# Start of Raw data

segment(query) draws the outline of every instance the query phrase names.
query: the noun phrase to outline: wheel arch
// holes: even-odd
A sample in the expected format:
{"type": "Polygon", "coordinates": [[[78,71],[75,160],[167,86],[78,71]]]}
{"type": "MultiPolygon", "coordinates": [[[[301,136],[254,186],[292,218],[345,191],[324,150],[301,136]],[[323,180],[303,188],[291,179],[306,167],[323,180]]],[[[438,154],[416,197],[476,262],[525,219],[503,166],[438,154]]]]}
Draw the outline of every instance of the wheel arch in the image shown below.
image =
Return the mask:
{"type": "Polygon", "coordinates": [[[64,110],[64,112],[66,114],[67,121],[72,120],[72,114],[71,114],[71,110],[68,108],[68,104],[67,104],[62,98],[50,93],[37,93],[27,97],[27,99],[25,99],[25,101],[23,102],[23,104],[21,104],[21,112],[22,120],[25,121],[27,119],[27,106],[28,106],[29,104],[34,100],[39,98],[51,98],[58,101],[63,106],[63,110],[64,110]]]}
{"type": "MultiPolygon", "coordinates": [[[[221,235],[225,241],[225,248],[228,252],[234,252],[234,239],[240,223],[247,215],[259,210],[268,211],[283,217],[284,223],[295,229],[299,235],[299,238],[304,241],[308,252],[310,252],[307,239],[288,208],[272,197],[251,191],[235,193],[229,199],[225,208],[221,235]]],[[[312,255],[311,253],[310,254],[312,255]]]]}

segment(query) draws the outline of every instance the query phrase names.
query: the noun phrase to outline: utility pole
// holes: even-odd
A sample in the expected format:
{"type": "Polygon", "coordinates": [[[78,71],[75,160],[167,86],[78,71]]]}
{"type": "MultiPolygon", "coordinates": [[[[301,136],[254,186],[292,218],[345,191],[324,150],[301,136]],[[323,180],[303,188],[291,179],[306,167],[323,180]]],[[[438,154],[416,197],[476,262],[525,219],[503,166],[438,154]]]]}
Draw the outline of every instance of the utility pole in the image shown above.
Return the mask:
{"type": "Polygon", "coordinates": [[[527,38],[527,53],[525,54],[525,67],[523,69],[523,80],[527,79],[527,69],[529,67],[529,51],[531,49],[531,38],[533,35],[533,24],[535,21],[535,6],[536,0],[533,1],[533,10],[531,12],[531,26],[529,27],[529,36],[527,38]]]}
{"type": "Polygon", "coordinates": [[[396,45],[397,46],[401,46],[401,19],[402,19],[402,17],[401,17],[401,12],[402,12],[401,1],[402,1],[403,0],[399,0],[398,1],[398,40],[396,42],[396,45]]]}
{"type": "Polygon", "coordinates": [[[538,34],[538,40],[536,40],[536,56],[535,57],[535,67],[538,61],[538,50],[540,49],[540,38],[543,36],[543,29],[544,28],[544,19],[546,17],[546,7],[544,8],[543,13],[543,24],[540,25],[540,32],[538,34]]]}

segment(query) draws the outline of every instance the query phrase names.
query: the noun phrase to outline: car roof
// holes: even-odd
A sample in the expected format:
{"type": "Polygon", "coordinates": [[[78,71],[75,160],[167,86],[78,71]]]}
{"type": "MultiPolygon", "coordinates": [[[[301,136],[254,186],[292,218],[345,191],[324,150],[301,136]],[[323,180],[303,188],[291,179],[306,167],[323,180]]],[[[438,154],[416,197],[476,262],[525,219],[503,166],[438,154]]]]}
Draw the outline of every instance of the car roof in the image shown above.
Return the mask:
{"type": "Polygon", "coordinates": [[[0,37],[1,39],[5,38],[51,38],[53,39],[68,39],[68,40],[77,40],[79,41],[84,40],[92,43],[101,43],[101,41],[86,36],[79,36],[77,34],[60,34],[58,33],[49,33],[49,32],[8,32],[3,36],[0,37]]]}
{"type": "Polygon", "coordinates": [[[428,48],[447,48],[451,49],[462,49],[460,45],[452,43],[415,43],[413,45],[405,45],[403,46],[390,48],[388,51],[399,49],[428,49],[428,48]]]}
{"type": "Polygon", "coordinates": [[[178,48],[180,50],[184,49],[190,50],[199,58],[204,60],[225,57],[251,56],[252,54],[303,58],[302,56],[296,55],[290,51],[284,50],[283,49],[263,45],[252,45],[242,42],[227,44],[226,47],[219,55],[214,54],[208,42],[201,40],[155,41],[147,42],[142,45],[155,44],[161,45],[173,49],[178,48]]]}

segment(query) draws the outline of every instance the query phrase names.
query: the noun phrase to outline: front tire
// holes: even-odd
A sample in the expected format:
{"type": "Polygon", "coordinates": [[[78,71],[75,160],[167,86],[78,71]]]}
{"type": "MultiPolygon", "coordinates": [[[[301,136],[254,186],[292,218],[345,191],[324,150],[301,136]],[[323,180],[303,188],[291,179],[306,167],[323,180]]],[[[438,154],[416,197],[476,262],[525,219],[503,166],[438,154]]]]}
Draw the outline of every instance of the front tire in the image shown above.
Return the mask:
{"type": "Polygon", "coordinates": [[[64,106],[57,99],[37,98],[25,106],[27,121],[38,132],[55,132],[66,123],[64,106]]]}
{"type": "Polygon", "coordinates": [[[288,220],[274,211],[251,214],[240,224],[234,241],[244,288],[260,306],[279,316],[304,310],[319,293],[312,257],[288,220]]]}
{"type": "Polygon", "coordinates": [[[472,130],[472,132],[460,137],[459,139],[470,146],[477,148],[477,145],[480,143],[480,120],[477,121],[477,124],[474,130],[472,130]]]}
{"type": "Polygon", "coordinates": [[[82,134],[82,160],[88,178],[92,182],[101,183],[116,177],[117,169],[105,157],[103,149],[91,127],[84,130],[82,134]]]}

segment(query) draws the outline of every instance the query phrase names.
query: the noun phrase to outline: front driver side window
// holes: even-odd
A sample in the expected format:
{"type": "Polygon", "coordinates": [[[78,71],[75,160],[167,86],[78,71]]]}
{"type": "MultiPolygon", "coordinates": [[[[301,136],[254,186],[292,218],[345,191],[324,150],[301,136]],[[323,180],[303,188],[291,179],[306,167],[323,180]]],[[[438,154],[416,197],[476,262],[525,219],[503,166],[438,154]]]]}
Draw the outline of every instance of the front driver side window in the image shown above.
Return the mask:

# End of Raw data

### Prompt
Above are some records; extract every one of them exactly.

### Output of the exercise
segment(query) draws the outline of every instance the query phrase names.
query: the noun phrase to outline: wheel arch
// holes: even-odd
A sample in the expected format:
{"type": "Polygon", "coordinates": [[[78,71],[75,160],[167,86],[78,71]]]}
{"type": "MultiPolygon", "coordinates": [[[[301,136],[254,186],[292,218],[345,191],[324,150],[301,136]],[[323,180],[303,188],[291,179],[306,167],[323,180]]],[[[438,154],[416,197],[476,262],[525,219],[503,166],[438,154]]]]}
Draw the outline of every instance of the wheel arch in the image shown below.
image =
Return the mask:
{"type": "Polygon", "coordinates": [[[64,110],[64,112],[66,114],[67,121],[72,120],[72,114],[71,114],[71,110],[68,108],[68,104],[67,104],[62,98],[50,93],[37,93],[27,97],[27,99],[25,99],[25,101],[23,102],[23,104],[21,104],[21,112],[22,120],[25,121],[27,119],[27,106],[28,106],[29,104],[34,100],[39,98],[51,98],[58,101],[63,106],[63,110],[64,110]]]}
{"type": "MultiPolygon", "coordinates": [[[[221,235],[225,241],[225,248],[228,252],[234,252],[234,239],[240,223],[247,215],[259,210],[268,211],[283,217],[284,223],[295,229],[299,235],[299,238],[304,241],[308,252],[310,252],[307,239],[288,208],[272,197],[251,191],[235,193],[229,199],[225,208],[221,235]]],[[[312,255],[311,253],[310,254],[312,255]]]]}

segment(query) draws the outline of every instance the query phrase names.
query: the noun phrase to outline: utility pole
// holes: even-odd
A sample in the expected format:
{"type": "Polygon", "coordinates": [[[78,71],[75,160],[167,86],[78,71]]]}
{"type": "MultiPolygon", "coordinates": [[[[301,136],[254,186],[292,218],[345,191],[324,150],[301,136]],[[323,180],[303,188],[291,179],[306,167],[323,180]]],[[[438,154],[416,197],[476,262],[525,219],[503,166],[438,154]]]]}
Draw the outline of every instance of the utility pole in the image shown above.
Return the mask:
{"type": "Polygon", "coordinates": [[[527,38],[527,53],[525,54],[525,67],[523,69],[523,80],[527,79],[527,69],[529,67],[529,51],[531,49],[531,38],[533,35],[533,24],[535,21],[535,6],[536,0],[533,1],[533,10],[531,12],[531,26],[529,27],[529,36],[527,38]]]}
{"type": "Polygon", "coordinates": [[[396,45],[397,46],[401,46],[401,19],[402,19],[402,17],[401,17],[401,12],[402,12],[401,1],[402,1],[403,0],[399,0],[398,1],[398,40],[396,42],[396,45]]]}
{"type": "Polygon", "coordinates": [[[538,34],[538,40],[536,40],[536,56],[535,57],[535,67],[538,61],[538,50],[540,49],[540,38],[543,36],[543,29],[544,28],[544,19],[546,17],[546,7],[544,8],[543,13],[543,24],[540,25],[540,32],[538,34]]]}

segment(query) draws the outline of every instance the query phrase names.
query: the noun phrase to outline: car roof
// holes: even-odd
A sample in the expected format:
{"type": "Polygon", "coordinates": [[[78,71],[75,160],[167,86],[78,71]]]}
{"type": "MultiPolygon", "coordinates": [[[[301,136],[254,186],[292,218],[345,191],[324,150],[301,136]],[[323,180],[303,188],[291,179],[306,167],[323,180]]],[[[438,154],[416,197],[476,262],[525,219],[503,166],[438,154]]]]}
Draw the outline of every instance of the car roof in the image shown above.
Return the mask:
{"type": "Polygon", "coordinates": [[[0,37],[1,39],[5,38],[51,38],[53,39],[68,39],[68,40],[77,40],[79,41],[84,40],[92,43],[101,43],[101,41],[86,36],[79,36],[77,34],[60,34],[58,33],[49,33],[49,32],[8,32],[3,36],[0,37]]]}
{"type": "Polygon", "coordinates": [[[428,48],[447,48],[451,49],[462,49],[460,45],[452,43],[415,43],[413,45],[405,45],[403,46],[390,48],[388,51],[399,49],[428,49],[428,48]]]}
{"type": "Polygon", "coordinates": [[[178,48],[180,50],[184,49],[190,50],[199,58],[204,60],[225,57],[251,56],[252,54],[303,58],[302,56],[296,55],[290,51],[284,50],[283,49],[263,45],[252,45],[242,42],[227,44],[226,47],[219,55],[214,54],[208,42],[201,40],[155,41],[147,42],[142,45],[155,44],[161,45],[173,49],[178,48]]]}

segment(query) draws the outline of every instance the query phrase names.
query: the noun phrase to outline: front tire
// holes: even-odd
A sample in the expected format:
{"type": "Polygon", "coordinates": [[[78,71],[75,160],[167,86],[78,71]]]}
{"type": "MultiPolygon", "coordinates": [[[[301,136],[254,186],[292,218],[345,191],[324,150],[301,136]],[[323,180],[303,188],[291,179],[306,167],[323,180]]],[[[438,154],[416,197],[476,262],[525,219],[503,166],[438,154]]]]}
Draw the outline of every instance of the front tire in the image shown above.
Return the mask:
{"type": "Polygon", "coordinates": [[[64,106],[57,99],[37,98],[25,106],[27,121],[38,132],[55,132],[66,123],[64,106]]]}
{"type": "Polygon", "coordinates": [[[288,220],[274,211],[251,214],[240,224],[234,241],[244,288],[260,306],[279,316],[304,310],[319,293],[312,257],[288,220]]]}
{"type": "Polygon", "coordinates": [[[472,130],[472,132],[460,137],[459,139],[470,146],[477,148],[477,145],[480,143],[480,120],[477,121],[477,124],[474,130],[472,130]]]}
{"type": "Polygon", "coordinates": [[[82,134],[82,160],[88,178],[92,182],[101,183],[116,177],[117,169],[105,157],[103,149],[91,127],[84,130],[82,134]]]}

segment(query) draws the outline of every instance the query phrase names.
query: the noun phrase to outline: front driver side window
// holes: even-odd
A sample in the expected format:
{"type": "Polygon", "coordinates": [[[78,71],[75,160],[167,86],[78,71]]]}
{"type": "MultiPolygon", "coordinates": [[[[301,136],[254,186],[292,218],[345,191],[324,150],[301,136]],[[323,180],[303,188],[291,179],[306,167],[323,180]]],[[[438,154],[416,197],[476,262],[525,219],[503,166],[438,154]]]]}
Draw the outline of every instance of the front driver side window in the image shown above.
Return the mask:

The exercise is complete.